ACTIVITY:
Your output must reproduce all the records below precisely and contain no pictures.

(THE DATA begins)

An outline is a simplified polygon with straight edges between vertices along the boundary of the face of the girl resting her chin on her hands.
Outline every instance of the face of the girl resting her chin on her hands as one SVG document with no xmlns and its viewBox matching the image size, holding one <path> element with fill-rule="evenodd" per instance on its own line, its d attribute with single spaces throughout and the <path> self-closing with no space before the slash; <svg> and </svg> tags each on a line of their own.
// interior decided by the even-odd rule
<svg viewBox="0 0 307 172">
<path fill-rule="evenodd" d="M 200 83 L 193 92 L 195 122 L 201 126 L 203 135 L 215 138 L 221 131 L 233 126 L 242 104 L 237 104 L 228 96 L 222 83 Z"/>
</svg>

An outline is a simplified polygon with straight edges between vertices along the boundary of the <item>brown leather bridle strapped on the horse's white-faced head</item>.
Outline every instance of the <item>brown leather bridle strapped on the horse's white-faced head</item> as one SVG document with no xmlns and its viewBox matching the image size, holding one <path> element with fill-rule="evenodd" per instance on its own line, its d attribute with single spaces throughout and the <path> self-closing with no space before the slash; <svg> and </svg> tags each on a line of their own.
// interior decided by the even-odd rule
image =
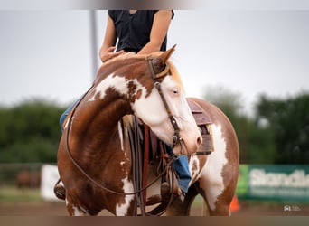
<svg viewBox="0 0 309 226">
<path fill-rule="evenodd" d="M 151 76 L 152 79 L 154 81 L 155 84 L 155 89 L 158 90 L 159 94 L 160 94 L 160 98 L 162 99 L 162 102 L 164 103 L 164 108 L 166 109 L 167 115 L 170 118 L 172 127 L 173 127 L 173 147 L 176 146 L 178 143 L 183 144 L 183 139 L 182 137 L 180 137 L 180 128 L 178 127 L 177 121 L 175 118 L 173 118 L 173 114 L 171 109 L 169 108 L 167 101 L 164 97 L 164 94 L 162 92 L 161 89 L 161 82 L 159 82 L 159 79 L 164 77 L 167 73 L 167 71 L 169 71 L 169 67 L 167 65 L 165 65 L 165 69 L 164 71 L 155 74 L 155 69 L 154 69 L 154 58 L 147 58 L 148 61 L 148 66 L 149 66 L 149 70 L 151 72 Z"/>
</svg>

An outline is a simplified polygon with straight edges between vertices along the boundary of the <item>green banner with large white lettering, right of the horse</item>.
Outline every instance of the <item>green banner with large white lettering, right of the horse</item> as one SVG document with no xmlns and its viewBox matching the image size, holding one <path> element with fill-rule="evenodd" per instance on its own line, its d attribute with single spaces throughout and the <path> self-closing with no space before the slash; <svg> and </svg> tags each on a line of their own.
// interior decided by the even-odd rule
<svg viewBox="0 0 309 226">
<path fill-rule="evenodd" d="M 309 165 L 240 165 L 239 198 L 309 202 Z"/>
</svg>

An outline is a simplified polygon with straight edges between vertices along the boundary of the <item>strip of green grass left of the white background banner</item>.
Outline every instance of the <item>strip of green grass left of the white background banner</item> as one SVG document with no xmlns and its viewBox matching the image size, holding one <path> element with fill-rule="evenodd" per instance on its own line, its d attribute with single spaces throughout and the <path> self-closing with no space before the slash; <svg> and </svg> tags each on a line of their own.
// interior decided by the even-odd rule
<svg viewBox="0 0 309 226">
<path fill-rule="evenodd" d="M 3 202 L 42 202 L 42 197 L 40 189 L 0 187 L 0 203 Z"/>
</svg>

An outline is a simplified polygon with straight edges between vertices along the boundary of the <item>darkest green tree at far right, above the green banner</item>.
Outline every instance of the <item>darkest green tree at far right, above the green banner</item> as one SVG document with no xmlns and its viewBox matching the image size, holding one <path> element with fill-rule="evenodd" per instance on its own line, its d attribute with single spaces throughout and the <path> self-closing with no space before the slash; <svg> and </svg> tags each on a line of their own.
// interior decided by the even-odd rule
<svg viewBox="0 0 309 226">
<path fill-rule="evenodd" d="M 276 141 L 276 164 L 309 163 L 309 94 L 272 99 L 261 96 L 257 120 L 267 120 Z"/>
</svg>

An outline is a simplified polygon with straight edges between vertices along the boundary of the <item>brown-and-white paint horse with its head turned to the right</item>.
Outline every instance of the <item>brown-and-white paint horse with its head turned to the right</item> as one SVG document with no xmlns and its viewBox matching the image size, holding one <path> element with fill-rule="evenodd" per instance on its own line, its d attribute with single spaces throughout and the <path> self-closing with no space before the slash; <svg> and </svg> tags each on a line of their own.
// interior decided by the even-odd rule
<svg viewBox="0 0 309 226">
<path fill-rule="evenodd" d="M 174 47 L 149 55 L 126 53 L 108 61 L 72 109 L 57 155 L 70 215 L 98 215 L 102 210 L 117 216 L 136 214 L 129 136 L 135 126 L 132 115 L 164 144 L 173 146 L 174 155 L 189 156 L 190 189 L 183 200 L 179 196 L 170 202 L 166 214 L 190 214 L 192 201 L 200 193 L 211 215 L 229 215 L 239 174 L 235 131 L 218 108 L 192 99 L 210 113 L 216 148 L 211 155 L 196 155 L 201 130 L 169 61 L 173 51 Z M 149 166 L 148 181 L 155 177 L 154 167 Z M 148 190 L 147 202 L 158 197 L 158 189 Z"/>
</svg>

(THE DATA ends)

REPLY TO THE EXERCISE:
An outline is a simplified polygon with straight edges between vertices along the boundary of the face of the girl resting her chin on her hands.
Outline every instance of the face of the girl resting her chin on her hands as one SVG document with no xmlns and its viewBox matching the image size, holding one <path> element with fill-rule="evenodd" per instance on its own line, its d attribute with single spaces throughout and the <path> self-closing with no space before the slash; <svg> and </svg> tags each on a line of their own.
// interior decided by the even-odd rule
<svg viewBox="0 0 307 172">
<path fill-rule="evenodd" d="M 200 83 L 193 92 L 195 122 L 201 126 L 203 135 L 215 138 L 221 131 L 233 126 L 242 104 L 237 104 L 228 96 L 222 83 Z"/>
</svg>

An outline is a simplified polygon with straight edges between vertices along the boundary of the <item>brown leather bridle strapped on the horse's white-faced head</item>.
Outline every instance of the <item>brown leather bridle strapped on the horse's white-faced head</item> as one SVG document with no xmlns and its viewBox matching the image size, holding one <path> element with fill-rule="evenodd" per instance on its own line, its d attribute with single spaces throughout and the <path> self-closing with no space before the slash; <svg> and </svg> tags each on a line of their own.
// interior decided by the even-odd rule
image =
<svg viewBox="0 0 309 226">
<path fill-rule="evenodd" d="M 151 76 L 152 79 L 154 81 L 155 84 L 155 89 L 158 90 L 159 94 L 160 94 L 160 98 L 162 99 L 162 102 L 164 103 L 164 108 L 166 109 L 167 115 L 170 118 L 172 127 L 173 127 L 173 147 L 176 146 L 178 143 L 183 144 L 183 139 L 182 137 L 180 137 L 180 128 L 178 127 L 177 121 L 175 118 L 173 118 L 173 114 L 171 109 L 169 108 L 167 101 L 164 97 L 164 94 L 162 92 L 161 89 L 161 82 L 159 82 L 159 79 L 164 77 L 167 73 L 167 71 L 169 71 L 169 67 L 167 65 L 165 65 L 165 69 L 164 71 L 155 74 L 155 69 L 154 69 L 154 58 L 147 58 L 148 61 L 148 66 L 149 66 L 149 70 L 151 72 Z"/>
</svg>

An outline is a simplified polygon with straight edges between vertices along the boundary of the <item>green banner with large white lettering, right of the horse</item>.
Outline every instance of the <item>green banner with large white lettering, right of the horse</item> as one SVG document with no xmlns and its viewBox matching the image size, holding one <path> element with fill-rule="evenodd" per instance on its own line, its d attribute with single spaces throughout and the <path> self-closing with no space before the slash; <svg> and </svg> tags each on a line of their own.
// interior decided by the even-odd rule
<svg viewBox="0 0 309 226">
<path fill-rule="evenodd" d="M 309 165 L 240 165 L 239 198 L 309 202 Z"/>
</svg>

An outline is a simplified polygon with straight edges between vertices along the boundary of the <item>strip of green grass left of the white background banner</item>.
Outline every instance of the <item>strip of green grass left of the white background banner</item> as one SVG document with no xmlns and its viewBox matching the image size, holding one <path> element with fill-rule="evenodd" per instance on its own line, its d attribute with single spaces throughout and the <path> self-closing with no space before the slash; <svg> and </svg> tags each on a line of their own.
// interior decided by the even-odd rule
<svg viewBox="0 0 309 226">
<path fill-rule="evenodd" d="M 3 202 L 42 202 L 42 197 L 40 189 L 0 187 L 0 203 Z"/>
</svg>

An outline is a simplified polygon with straight edges between vertices along the boundary of the <item>darkest green tree at far right, above the green banner</item>.
Outline every instance of the <item>darkest green tree at far right, above the green banner</item> as one SVG document with no xmlns and its viewBox matching the image size, holding one <path> element with fill-rule="evenodd" per instance on its own line, its d attribute with single spaces throughout and the <path> self-closing with no space before the slash; <svg> and </svg> tags each on a line of their own.
// interior decided by the even-odd rule
<svg viewBox="0 0 309 226">
<path fill-rule="evenodd" d="M 276 141 L 276 164 L 309 163 L 309 94 L 272 99 L 261 96 L 257 120 L 267 120 Z"/>
</svg>

An outline is a simplified polygon with straight edges between vertices along the boundary of the <item>brown-and-white paint horse with its head turned to the right</item>.
Outline every instance of the <item>brown-and-white paint horse with its head turned to the right</item> as one SVG document with no xmlns and its viewBox matching the image size, holding one <path> element with fill-rule="evenodd" per instance on its own line, its d attribute with single spaces throughout and the <path> self-closing with no space before the slash; <svg> and </svg> tags each on a line of their own.
// interior decided by the even-odd rule
<svg viewBox="0 0 309 226">
<path fill-rule="evenodd" d="M 174 47 L 149 55 L 126 53 L 108 61 L 72 109 L 57 155 L 70 215 L 98 215 L 102 210 L 117 216 L 136 214 L 129 136 L 135 126 L 132 115 L 164 144 L 173 146 L 174 155 L 189 156 L 190 189 L 183 200 L 179 196 L 170 202 L 166 214 L 190 214 L 192 201 L 200 193 L 211 215 L 229 215 L 239 174 L 235 131 L 218 108 L 192 99 L 210 113 L 216 148 L 211 155 L 196 155 L 201 130 L 169 61 L 173 51 Z M 149 166 L 148 181 L 155 177 L 154 167 Z M 148 190 L 147 202 L 158 197 L 158 189 Z"/>
</svg>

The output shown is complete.